> What is asked
Copy out every line exactly as given.

> Items from a dataset
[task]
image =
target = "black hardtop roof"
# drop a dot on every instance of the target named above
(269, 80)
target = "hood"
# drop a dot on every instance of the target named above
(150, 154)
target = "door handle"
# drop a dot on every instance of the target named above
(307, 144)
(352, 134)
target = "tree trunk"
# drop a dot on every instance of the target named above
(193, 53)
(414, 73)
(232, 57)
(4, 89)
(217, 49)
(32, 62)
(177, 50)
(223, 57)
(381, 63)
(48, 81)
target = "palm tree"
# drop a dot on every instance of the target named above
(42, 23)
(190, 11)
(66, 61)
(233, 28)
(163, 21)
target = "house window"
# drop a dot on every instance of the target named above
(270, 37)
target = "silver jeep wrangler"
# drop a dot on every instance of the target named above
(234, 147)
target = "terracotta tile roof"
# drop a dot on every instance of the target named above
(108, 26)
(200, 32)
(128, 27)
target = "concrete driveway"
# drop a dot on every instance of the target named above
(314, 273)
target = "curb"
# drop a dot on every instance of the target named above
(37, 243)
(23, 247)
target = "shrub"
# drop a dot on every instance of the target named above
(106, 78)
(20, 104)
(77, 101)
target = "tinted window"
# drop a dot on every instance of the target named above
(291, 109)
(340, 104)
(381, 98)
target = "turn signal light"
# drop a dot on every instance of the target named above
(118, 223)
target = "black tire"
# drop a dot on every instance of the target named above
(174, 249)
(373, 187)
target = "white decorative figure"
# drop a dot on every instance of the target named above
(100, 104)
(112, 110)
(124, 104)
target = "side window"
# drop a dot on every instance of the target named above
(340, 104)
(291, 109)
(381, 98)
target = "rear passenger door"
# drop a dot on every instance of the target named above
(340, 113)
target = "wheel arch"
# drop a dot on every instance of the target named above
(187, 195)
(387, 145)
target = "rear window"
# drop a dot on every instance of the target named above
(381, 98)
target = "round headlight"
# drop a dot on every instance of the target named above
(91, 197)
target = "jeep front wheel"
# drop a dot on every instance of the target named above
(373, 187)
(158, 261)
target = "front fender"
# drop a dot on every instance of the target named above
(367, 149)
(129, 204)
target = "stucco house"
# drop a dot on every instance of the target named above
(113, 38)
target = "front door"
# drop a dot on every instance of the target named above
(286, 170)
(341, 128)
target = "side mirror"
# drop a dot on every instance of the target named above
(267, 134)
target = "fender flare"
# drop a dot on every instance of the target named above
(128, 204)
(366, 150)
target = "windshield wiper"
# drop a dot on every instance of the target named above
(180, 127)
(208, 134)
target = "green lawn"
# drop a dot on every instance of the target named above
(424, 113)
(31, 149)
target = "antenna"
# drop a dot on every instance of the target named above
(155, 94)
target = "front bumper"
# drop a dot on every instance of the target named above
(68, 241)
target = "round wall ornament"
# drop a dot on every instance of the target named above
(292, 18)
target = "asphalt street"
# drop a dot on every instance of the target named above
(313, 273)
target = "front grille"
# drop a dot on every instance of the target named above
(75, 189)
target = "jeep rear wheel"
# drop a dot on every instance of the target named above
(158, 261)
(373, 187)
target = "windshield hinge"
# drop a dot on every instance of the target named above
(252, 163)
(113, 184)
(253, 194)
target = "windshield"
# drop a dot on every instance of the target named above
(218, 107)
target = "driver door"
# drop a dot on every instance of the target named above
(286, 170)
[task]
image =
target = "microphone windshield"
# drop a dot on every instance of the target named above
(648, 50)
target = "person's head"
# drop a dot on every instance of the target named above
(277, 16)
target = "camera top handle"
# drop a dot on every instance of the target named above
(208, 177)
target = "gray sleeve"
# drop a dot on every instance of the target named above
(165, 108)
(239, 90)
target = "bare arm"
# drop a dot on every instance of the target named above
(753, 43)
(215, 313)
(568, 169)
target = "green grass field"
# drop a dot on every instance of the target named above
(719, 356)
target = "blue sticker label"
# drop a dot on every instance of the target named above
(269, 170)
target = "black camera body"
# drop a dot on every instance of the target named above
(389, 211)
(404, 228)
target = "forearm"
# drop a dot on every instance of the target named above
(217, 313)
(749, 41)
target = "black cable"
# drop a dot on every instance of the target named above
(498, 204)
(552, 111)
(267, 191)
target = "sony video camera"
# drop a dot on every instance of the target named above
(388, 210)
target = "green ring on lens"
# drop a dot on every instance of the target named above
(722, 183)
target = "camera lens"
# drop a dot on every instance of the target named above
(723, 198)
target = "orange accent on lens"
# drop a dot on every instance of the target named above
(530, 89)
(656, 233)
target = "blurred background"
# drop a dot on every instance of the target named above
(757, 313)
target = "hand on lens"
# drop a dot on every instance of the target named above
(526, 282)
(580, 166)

> Response to the exercise
[task]
image =
target = "black hardtop roof"
# drop a dot on every instance of the target named above
(269, 80)
target = "hood"
# drop a dot on every instance of the target named above
(150, 154)
target = "door handle"
# drop a dot on every instance of the target named above
(307, 144)
(352, 134)
target = "tree trunk"
# drop a dot on every instance of the target named above
(193, 53)
(414, 73)
(232, 57)
(4, 89)
(217, 49)
(32, 62)
(177, 50)
(223, 57)
(381, 63)
(48, 81)
target = "palm tree"
# drop a dot on every instance of the target named above
(42, 23)
(190, 11)
(66, 61)
(233, 28)
(163, 21)
target = "house window"
# drop a dot on every instance of the target named above
(270, 37)
target = "silver jeep wrangler"
# drop a dot on every instance of the target named above
(234, 147)
target = "terracotta tile roof"
# drop a dot on every instance of the target named above
(108, 26)
(200, 32)
(128, 27)
target = "concrete driveway"
# drop a dot on every instance of the target named above
(314, 273)
target = "curb"
# drop a dot on every instance of the target named above
(37, 243)
(23, 247)
target = "shrub"
# drop a dot on every instance of the target named above
(106, 78)
(20, 104)
(77, 101)
target = "tinted window"
# drop a dot on every instance of the target named above
(291, 109)
(340, 104)
(381, 98)
target = "turn signal light"
# drop a dot on every instance of the target named above
(118, 223)
target = "black tire"
# drop a dot on every instance of the target named above
(174, 249)
(373, 187)
target = "white decorative figure"
# drop a dot on every instance of the target named above
(100, 104)
(112, 110)
(124, 104)
target = "side window"
# drop a dot on every instance of the target named above
(340, 104)
(291, 109)
(381, 98)
target = "rear passenger door"
# drop a dot on every instance of the target named above
(340, 113)
target = "wheel arch"
# drop a dot on every instance of the target named above
(187, 195)
(387, 145)
target = "rear window"
# drop a dot on every instance of the target named above
(381, 98)
target = "round headlight"
# drop a dot on every instance of the target named above
(91, 197)
target = "jeep front wheel"
# drop a dot on every instance of the target named above
(373, 187)
(158, 261)
target = "front fender"
# drop a dot on every instance of the target named above
(367, 149)
(129, 204)
target = "stucco house"
# drop a dot on every instance of the target named above
(113, 38)
target = "front door"
# drop a dot on every instance of the target named above
(286, 170)
(341, 128)
target = "side mirror"
# drop a dot on every instance of the target named above
(267, 134)
target = "fender flare"
# drop a dot on every instance of the target named above
(128, 204)
(366, 150)
target = "windshield wiper"
# drop a dot on every instance of the target named above
(180, 127)
(208, 134)
target = "green lawn"
# drop a dot on every instance of the target named above
(424, 113)
(31, 149)
target = "antenna"
# drop a dot on every instance of the target named above
(155, 94)
target = "front bumper"
# drop a dot on every instance of the target named above
(68, 241)
target = "round wall ornament"
# drop a dot on every instance of the target named above
(292, 18)
target = "asphalt street"
# drop a dot on every instance of the target named above
(313, 273)
target = "front grille"
# drop a dot on every instance of the target named above
(75, 189)
target = "jeep rear wheel"
# drop a dot on every instance of the target named above
(158, 261)
(373, 187)
target = "windshield hinge"
# drop a dot on every instance of the target named above
(252, 163)
(113, 184)
(253, 194)
target = "windshield"
# drop a dot on every instance of the target named above
(218, 107)
target = "driver door"
# drop a dot on every instance of the target named above
(286, 170)
[task]
image =
target = "microphone windshield"
# drop a dot on every instance of the target named above
(648, 50)
target = "person's head"
# drop a dot on every instance of the target named above
(277, 16)
target = "camera top handle"
# drop a dot on every instance of the target named above
(208, 177)
target = "gray sleeve"
# drop a dot on every instance of the target named above
(165, 108)
(239, 90)
target = "bare arm"
# drop a dot on every instance of the target named above
(753, 43)
(215, 313)
(568, 169)
target = "green grass field"
# drop a dot on every instance of the target named above
(719, 356)
target = "blue sticker label"
# drop a dot on every instance of the target named above
(269, 170)
target = "black camera body"
# drop a dot on every instance of the target named above
(389, 211)
(404, 228)
target = "forearm"
# drop a dot on every instance of the target named above
(217, 313)
(749, 41)
target = "black cable"
# drop a dot on every instance of the target named above
(498, 204)
(552, 111)
(267, 191)
target = "sony video camera"
# drop a dot on every instance of the target named above
(388, 210)
target = "green ring on lens"
# drop a dot on every instance of the target named above
(722, 183)
target = "camera lens"
# drop a dot on every instance of the target named above
(723, 198)
target = "orange accent on lens"
# drop a dot on every instance of the target named above
(530, 89)
(656, 233)
target = "blurred background"
# drop a dot on every instance of the target named above
(757, 313)
target = "hand on lens"
# drop a dot on every instance of the target named above
(526, 282)
(580, 166)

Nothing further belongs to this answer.